Selected excerpt:
=== Begin Enclosure ===

TL;DR for a Scout-shaped tool
“Deep research” has become table stakes: ChatGPT, Claude, Gemini, Perplexity, and Grok all ship an agentic research feature at the $20/month tier; differentiation is now speed, depth, and citation accuracy, not whether the feature exists [1]. If Scout’s job is a cited, reproducible, Jekyll-published artifact tied to a custom source rubric, the commercial products are poor fits (closed, no on-disk artifact, no steering hints). The interesting comparison class is OSS agents + Claude-Code-native skills.
Scout-relevant picks to steal from:
- GPT-Researcher — planner/executor/publisher split, parallel crawler, tree-shaped Deep Research mode [2].
- langchain-ai/open_deep_research — MCP-native, model-agnostic, #6 on Deep Research Bench [3].
- 199-biotechnologies/claude-deep-research-skill — 8-phase pipeline with disk-persisted citations, multi-persona critique, auto-continuation past context windows [4].
- STORM — perspective-guided question generation; Co-STORM’s human-in-the-loop turn policies [5].

=== End Enclosure ===

Dataset content:
=== Begin Enclosure ===

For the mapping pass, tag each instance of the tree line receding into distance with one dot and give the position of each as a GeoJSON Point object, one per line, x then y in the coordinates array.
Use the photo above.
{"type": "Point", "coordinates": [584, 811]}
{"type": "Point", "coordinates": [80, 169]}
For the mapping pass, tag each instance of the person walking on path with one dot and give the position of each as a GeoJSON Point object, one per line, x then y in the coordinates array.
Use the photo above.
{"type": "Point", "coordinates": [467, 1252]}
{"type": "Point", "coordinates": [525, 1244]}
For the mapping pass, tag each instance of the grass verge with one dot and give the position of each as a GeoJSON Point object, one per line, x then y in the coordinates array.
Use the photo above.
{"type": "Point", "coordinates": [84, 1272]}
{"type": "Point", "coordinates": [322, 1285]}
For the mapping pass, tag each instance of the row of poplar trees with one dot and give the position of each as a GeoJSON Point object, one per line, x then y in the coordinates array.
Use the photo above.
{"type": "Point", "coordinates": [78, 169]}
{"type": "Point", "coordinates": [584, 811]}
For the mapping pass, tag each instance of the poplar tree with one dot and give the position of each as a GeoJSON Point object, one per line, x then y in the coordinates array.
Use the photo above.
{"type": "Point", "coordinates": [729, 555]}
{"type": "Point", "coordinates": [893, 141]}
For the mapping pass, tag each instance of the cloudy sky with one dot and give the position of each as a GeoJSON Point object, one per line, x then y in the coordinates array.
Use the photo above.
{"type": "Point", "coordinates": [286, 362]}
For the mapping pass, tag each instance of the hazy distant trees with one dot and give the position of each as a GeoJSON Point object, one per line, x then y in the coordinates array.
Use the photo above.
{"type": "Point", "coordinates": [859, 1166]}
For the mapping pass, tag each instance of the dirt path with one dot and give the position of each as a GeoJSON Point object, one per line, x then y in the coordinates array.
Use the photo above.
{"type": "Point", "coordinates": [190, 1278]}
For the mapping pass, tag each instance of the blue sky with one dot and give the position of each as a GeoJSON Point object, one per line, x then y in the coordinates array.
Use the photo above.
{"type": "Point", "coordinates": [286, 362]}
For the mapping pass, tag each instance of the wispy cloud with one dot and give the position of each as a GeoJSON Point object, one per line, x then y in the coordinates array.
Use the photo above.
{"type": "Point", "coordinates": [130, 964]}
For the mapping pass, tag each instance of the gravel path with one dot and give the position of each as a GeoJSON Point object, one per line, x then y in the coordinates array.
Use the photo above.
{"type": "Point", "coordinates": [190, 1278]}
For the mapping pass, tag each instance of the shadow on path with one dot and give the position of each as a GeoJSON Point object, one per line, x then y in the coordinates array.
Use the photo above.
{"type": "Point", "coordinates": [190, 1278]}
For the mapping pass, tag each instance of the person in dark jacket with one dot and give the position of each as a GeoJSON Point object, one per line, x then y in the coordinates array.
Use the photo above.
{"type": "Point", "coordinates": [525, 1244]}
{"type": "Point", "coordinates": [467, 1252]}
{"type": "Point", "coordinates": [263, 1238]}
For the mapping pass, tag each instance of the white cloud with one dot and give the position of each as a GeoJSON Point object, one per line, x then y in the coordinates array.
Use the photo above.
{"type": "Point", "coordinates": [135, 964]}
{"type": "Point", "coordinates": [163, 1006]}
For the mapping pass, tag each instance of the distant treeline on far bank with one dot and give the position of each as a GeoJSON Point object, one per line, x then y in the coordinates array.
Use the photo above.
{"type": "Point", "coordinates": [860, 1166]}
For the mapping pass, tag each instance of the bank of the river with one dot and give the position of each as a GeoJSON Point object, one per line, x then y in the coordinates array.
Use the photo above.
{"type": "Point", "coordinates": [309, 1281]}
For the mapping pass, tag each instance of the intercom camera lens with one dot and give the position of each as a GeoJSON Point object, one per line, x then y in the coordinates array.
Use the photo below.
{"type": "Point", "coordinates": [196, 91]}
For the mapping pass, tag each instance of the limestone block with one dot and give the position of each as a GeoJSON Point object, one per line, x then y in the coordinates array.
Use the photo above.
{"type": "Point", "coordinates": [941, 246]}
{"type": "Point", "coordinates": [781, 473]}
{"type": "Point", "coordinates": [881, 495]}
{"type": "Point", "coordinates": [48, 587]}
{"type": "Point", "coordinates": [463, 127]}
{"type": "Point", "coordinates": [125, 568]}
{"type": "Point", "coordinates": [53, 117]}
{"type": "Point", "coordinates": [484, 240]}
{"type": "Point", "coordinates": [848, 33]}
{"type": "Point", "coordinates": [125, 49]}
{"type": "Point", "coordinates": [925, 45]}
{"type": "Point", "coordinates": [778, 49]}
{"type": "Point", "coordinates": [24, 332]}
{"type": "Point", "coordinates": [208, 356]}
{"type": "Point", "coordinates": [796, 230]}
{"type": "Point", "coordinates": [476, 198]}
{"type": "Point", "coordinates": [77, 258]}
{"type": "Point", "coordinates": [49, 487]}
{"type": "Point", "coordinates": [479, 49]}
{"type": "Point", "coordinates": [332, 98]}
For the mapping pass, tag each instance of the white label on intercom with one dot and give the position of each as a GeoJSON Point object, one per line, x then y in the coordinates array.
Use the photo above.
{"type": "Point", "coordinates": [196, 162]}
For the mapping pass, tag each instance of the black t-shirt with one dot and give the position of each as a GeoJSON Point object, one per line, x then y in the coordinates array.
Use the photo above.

=== End Enclosure ===

Aim of the task: Transcribe the part of the excerpt on deep research tools above that opens with the words containing "TL;DR for a" and closes with "agents + Claude-Code-native skills.".

Result:
TL;DR for a Scout-shaped tool
“Deep research” has become table stakes: ChatGPT, Claude, Gemini, Perplexity, and Grok all ship an agentic research feature at the $20/month tier; differentiation is now speed, depth, and citation accuracy, not whether the feature exists [1]. If Scout’s job is a cited, reproducible, Jekyll-published artifact tied to a custom source rubric, the commercial products are poor fits (closed, no on-disk artifact, no steering hints). The interesting comparison class is OSS agents + Claude-Code-native skills.